Go line by line through the data and copy those with the word "shelf".

====== WORKING DATA ======

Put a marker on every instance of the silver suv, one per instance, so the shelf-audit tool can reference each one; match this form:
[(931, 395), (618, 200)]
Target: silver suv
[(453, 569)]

======
====== WORKING DATA ======

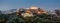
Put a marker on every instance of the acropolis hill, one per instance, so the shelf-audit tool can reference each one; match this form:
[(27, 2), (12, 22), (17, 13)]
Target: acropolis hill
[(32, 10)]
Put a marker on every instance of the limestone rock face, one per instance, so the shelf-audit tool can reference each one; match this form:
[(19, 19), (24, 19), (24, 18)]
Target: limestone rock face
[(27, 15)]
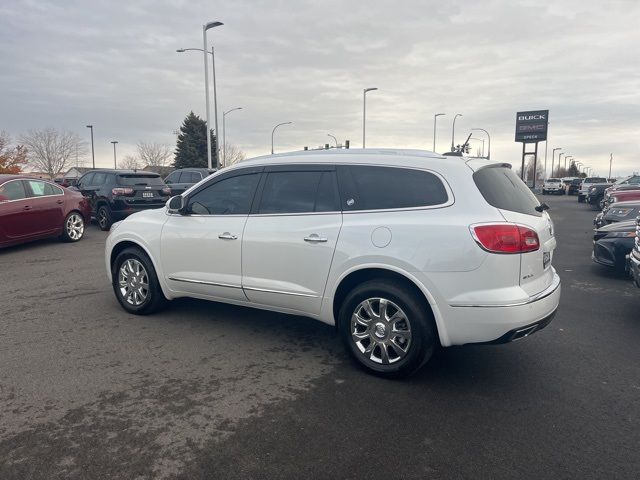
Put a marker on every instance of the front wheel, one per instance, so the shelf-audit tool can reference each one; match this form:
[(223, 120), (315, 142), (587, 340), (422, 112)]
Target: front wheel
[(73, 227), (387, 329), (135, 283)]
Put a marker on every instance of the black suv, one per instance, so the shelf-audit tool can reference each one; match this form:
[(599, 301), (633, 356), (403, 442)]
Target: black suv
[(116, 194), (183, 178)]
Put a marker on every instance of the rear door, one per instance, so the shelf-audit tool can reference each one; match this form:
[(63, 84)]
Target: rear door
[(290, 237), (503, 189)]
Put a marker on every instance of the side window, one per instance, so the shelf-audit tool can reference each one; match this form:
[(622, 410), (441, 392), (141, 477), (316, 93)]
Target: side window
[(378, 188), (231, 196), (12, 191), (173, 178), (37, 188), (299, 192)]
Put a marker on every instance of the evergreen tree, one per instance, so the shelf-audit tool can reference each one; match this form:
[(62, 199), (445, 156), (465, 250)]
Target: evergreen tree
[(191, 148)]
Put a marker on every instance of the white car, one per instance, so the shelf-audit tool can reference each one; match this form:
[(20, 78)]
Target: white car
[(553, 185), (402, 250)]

======
====== WORKING DATA ======

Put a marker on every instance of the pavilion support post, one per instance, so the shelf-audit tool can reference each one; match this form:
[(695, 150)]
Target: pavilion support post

======

EXERCISE RESPONSE -
Put a marker on every instance of the silver suv, one per instance, so the shelf-audit tool can reference each one; match this form:
Put a marker on every instance of the acropolis hill, one per instance, so the shelf-audit tool can reference each one; match this form:
Put a marker on every instance of the limestone rock face, one per instance, so the shelf-audit tool can reference each one; match this form:
Put a marker on every instance of the front wheel, one per instance, so the shelf-audit tool can reference each one; match this form:
Put a marker on every instance of the black suv, one per instance, so the shelf-audit tool can reference each one; match this form:
Put a marker on every instance of the rear door, one per instance, so the shelf-audit tool can reference each one; match this form:
Put a marker on every instance of the side window, one per instance, so the shelf-audit tool can reference each one; match this form:
Put a marker on every instance of the evergreen tree, one per instance, so the shelf-audit tool can reference each one; match this form:
Put a marker on every instance of the white car, one per instance, so the shelf-audit tool can reference each one; match this form:
Put a marker on every instance of the pavilion support post, one per instance, so the shelf-audit tool can reference each one; match this form:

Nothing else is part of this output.